INSTRUCTIONS FOR THE TASK: Search the material below for lines containing the string "tight", and copy every one you find.
:: LISTED RECORDS ::
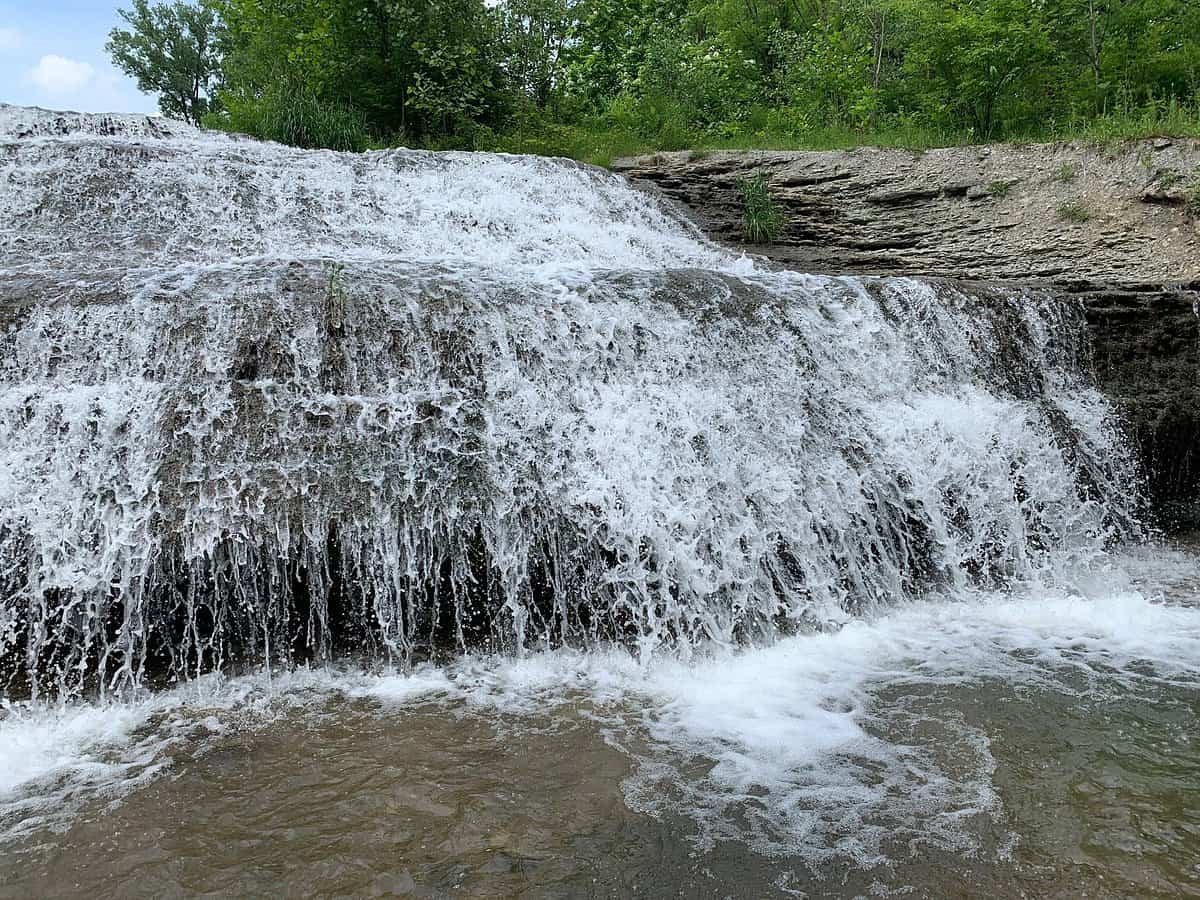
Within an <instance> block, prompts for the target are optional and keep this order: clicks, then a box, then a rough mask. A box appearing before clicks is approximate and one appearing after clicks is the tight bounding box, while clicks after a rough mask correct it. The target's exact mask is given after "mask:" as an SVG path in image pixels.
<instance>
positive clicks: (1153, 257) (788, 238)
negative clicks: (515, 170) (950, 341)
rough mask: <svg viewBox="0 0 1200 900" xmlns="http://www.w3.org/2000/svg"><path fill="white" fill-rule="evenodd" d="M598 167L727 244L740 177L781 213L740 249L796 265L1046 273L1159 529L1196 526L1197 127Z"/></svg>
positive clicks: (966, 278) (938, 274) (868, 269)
:::
:: LISTED RECORDS ::
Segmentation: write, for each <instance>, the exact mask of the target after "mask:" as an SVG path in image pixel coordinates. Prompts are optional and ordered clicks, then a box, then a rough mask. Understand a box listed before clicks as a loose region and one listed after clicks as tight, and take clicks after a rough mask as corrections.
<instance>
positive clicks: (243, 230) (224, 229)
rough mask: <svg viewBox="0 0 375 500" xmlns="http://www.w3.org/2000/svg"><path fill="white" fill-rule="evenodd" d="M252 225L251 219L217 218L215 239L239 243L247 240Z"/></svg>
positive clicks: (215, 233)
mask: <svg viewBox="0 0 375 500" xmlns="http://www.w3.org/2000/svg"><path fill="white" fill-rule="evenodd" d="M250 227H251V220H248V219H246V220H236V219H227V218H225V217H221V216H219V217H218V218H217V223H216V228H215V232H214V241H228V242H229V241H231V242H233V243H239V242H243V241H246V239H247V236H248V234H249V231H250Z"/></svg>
:::
ANSWER BOX:
Within an <instance> block, prompts for the target are optional and keep this order: clicks, then a box, then a rough mask. A box appearing before clicks is approximate and one appearing after clicks is the tight bounding box, while clicks after a rough mask correct it. The target's exact mask is given after "mask:" as an SVG path in image pixels.
Segmentation: write, for each <instance>, the exact mask of the target after "mask:" as an SVG path in image pixel coordinates. Prompts are optional and ordered clicks, then a box, then a rough mask. Understand a box listed before clicks as a loose region and one listed after clicks as tight, and take clicks after a rough mask as corrections.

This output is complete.